◆ STATED EXERCISE
Return each line below that contains the string "Target". Case counts.

◆ RECORDS SHOWN
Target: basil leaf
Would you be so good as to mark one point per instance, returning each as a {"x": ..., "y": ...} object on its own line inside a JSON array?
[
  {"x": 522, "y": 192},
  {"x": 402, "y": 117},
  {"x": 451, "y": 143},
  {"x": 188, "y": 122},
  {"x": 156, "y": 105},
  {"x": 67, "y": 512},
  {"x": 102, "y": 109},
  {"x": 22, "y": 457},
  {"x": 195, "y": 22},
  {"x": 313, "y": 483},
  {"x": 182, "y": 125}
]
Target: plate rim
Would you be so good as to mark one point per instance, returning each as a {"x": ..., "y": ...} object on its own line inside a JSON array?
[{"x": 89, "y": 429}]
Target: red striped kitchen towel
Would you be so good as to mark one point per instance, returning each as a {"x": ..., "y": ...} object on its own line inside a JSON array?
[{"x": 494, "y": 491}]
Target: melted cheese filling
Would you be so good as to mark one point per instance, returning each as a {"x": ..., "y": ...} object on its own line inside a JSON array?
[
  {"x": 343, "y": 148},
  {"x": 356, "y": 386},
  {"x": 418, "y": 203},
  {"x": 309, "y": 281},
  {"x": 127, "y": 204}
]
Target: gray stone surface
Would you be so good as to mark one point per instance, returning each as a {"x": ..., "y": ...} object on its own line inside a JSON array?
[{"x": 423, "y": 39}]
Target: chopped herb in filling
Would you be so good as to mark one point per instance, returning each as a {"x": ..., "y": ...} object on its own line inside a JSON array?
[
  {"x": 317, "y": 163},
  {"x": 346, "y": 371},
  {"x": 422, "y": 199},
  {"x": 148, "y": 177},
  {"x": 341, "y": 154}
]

--

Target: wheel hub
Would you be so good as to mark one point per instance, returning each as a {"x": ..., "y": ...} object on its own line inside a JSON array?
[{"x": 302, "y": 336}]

---

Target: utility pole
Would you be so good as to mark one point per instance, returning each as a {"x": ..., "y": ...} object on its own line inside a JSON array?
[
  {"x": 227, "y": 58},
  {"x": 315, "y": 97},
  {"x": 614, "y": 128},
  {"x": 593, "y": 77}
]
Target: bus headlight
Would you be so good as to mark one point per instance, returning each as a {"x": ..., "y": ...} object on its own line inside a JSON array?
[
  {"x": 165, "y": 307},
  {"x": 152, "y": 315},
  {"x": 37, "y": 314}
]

◆ RESULT FOR THIS TASK
Target: basil leaf
Target: plate rim
Target: red striped kitchen towel
Target: melted cheese filling
Target: gray stone surface
Target: chopped herb in filling
Target: wheel hub
Target: utility pole
Target: bus headlight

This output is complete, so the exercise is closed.